Records that point to named objects:
━━━━━━━━━━━━━━━━━━━━━━━━━━━━━━
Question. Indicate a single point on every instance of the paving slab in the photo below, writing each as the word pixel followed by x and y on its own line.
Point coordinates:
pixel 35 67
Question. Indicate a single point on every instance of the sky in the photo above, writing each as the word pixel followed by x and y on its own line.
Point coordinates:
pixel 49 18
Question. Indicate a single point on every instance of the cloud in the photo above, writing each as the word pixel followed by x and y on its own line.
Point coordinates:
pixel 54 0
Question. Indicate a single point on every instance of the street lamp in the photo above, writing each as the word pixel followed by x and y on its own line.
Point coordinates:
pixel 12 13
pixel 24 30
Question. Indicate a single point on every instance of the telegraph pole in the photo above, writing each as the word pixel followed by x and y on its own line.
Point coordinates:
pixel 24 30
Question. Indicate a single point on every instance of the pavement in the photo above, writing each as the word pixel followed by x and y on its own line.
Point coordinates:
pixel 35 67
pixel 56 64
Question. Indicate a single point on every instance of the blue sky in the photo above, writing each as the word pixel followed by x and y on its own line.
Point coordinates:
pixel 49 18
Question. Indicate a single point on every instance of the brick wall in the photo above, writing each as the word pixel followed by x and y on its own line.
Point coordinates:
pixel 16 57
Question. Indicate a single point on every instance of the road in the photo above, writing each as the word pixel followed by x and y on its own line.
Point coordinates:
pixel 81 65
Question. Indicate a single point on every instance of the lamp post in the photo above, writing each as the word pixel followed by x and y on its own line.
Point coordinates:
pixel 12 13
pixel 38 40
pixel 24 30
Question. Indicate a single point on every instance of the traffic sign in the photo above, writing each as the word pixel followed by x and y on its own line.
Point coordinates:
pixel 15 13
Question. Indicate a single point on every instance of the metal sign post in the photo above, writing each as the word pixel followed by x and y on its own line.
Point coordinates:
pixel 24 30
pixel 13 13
━━━━━━━━━━━━━━━━━━━━━━━━━━━━━━
# YOUR INSTRUCTIONS:
Write out all of the material above again, switching "Point coordinates" to "Marked points" every time it appears and keeping everything else the same.

# THE RESULT:
Question. Indicate a single point on every instance of the paving slab in the photo below, writing each as the word pixel followed by x and y on its own line.
Marked points:
pixel 35 67
Question. Indicate a single point on every instance of the sky in the photo above, writing each as the word pixel followed by x and y on its own line.
Marked points:
pixel 49 18
Question. Indicate a single point on every instance of the cloud in the photo above, writing each as the word pixel followed by x and y on its own line.
Marked points:
pixel 54 0
Question. Indicate a single point on every instance of the street lamp in the photo above, writing each as the word pixel followed by x and y on its own line.
Marked points:
pixel 12 13
pixel 24 30
Question. Indicate a single point on every instance of the telegraph pole in the photo above, writing each as the word pixel followed by x and y on its own line.
Marked points:
pixel 24 30
Question. Indicate a single point on every instance of the pavement in the photo above, writing each as the word pixel followed by x and y on its own line.
Marked points:
pixel 35 67
pixel 56 64
Question. Indicate a single point on every instance of the blue sky in the photo above, writing each as the word pixel followed by x and y on its own line.
Marked points:
pixel 49 18
Question. Indicate a single point on every instance of the brick wall in the photo above, writing each as the word pixel followed by x and y on its own line.
Marked points:
pixel 16 57
Question. Indicate a single point on every instance of the road in the photo above, writing each as the word pixel followed by x and y on its own line.
Marked points:
pixel 81 65
Question. Indicate a single point on every instance of the lamp post in the photo above, writing each as the word pixel followed by x and y on its own line.
Marked points:
pixel 12 13
pixel 38 40
pixel 24 30
Question. Indicate a single point on every instance of the traffic sign in the photo above, writing each as the word pixel followed by x and y on its own line.
Marked points:
pixel 15 13
Question. Indicate a single point on every instance of the metal sign post in the photo above, writing each as the word pixel followed by x and y on its own line.
Marked points:
pixel 24 30
pixel 13 13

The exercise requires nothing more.